**Your task:**
Rewrite each of the records below, substituting "object" for every occurrence of "target" and leaving all other text unchanged.

**Input rows:**
+++

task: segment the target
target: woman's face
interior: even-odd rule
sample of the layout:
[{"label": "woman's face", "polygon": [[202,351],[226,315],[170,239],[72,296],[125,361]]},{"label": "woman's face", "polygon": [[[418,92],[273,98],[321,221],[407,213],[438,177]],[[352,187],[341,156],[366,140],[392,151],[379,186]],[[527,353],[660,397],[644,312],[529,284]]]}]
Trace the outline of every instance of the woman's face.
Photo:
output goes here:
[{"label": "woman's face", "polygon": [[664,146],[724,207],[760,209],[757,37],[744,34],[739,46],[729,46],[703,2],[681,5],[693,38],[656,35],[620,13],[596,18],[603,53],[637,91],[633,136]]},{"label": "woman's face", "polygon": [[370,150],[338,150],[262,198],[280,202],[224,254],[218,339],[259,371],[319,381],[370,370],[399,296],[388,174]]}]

+++

**Exercise result:**
task: segment the object
object: woman's face
interior: even-odd rule
sample of the layout:
[{"label": "woman's face", "polygon": [[202,351],[226,315],[170,239],[72,296],[125,361]]},{"label": "woman's face", "polygon": [[[418,92],[273,98],[321,221],[407,213],[438,177]],[[352,187],[341,156],[366,140],[392,151],[379,186]],[[527,353],[660,397],[644,312],[529,284]]]}]
Trace the outline of every instance of the woman's face.
Photo:
output goes here:
[{"label": "woman's face", "polygon": [[664,146],[724,207],[760,209],[757,37],[744,34],[739,46],[729,46],[703,2],[681,5],[693,38],[656,35],[620,13],[596,18],[603,53],[637,91],[633,136]]},{"label": "woman's face", "polygon": [[370,150],[338,150],[262,198],[280,202],[224,254],[218,339],[259,371],[319,381],[370,370],[399,296],[388,174]]}]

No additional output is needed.